> **WRITTEN REQUEST**
Can you print the lines of the listing below unchanged, from the line containing "Instruction set for this micro-task: find woman's shoulder, draw" up to and including the line containing "[162,126,372,478]"?

========================================

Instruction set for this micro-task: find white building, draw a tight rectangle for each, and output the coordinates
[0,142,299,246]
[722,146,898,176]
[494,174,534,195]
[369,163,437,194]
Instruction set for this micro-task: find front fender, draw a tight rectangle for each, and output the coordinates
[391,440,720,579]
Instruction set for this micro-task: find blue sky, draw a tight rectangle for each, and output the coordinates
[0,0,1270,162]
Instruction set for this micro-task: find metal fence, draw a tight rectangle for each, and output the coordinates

========================================

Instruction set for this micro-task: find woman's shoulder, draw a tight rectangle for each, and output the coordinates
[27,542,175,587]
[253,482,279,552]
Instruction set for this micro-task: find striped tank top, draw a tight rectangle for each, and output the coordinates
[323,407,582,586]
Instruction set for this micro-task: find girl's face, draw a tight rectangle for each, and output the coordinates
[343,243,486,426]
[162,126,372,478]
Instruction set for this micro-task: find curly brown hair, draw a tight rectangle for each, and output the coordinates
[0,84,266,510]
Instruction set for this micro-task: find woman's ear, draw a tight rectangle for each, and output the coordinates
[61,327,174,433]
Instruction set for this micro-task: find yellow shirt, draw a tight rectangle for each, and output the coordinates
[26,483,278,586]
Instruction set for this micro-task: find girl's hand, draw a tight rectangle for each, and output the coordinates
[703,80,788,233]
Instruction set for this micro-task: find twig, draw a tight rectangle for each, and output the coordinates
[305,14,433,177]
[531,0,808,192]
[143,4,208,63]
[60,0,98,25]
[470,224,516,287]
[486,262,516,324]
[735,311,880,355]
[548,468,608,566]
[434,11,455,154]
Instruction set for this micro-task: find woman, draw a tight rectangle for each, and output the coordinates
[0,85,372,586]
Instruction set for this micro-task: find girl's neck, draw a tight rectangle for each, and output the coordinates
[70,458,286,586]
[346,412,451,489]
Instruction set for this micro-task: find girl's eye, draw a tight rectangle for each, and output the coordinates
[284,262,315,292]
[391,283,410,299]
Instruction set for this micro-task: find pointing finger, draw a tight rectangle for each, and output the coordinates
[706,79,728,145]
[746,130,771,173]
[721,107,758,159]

========================================

> **TASK OUTPUT**
Instruction set for this micro-task: find woman's shoulder, draw a tight rectangle for each, and output the coordinates
[27,542,175,587]
[253,482,279,552]
Instruction set for this micro-task: find striped tank top, draw a tight rectangle for each, and output the coordinates
[323,407,582,586]
Instruction set for this micro-task: find girl's face, draw a tight rectangle for each, and output the coordinates
[343,243,486,426]
[162,126,372,478]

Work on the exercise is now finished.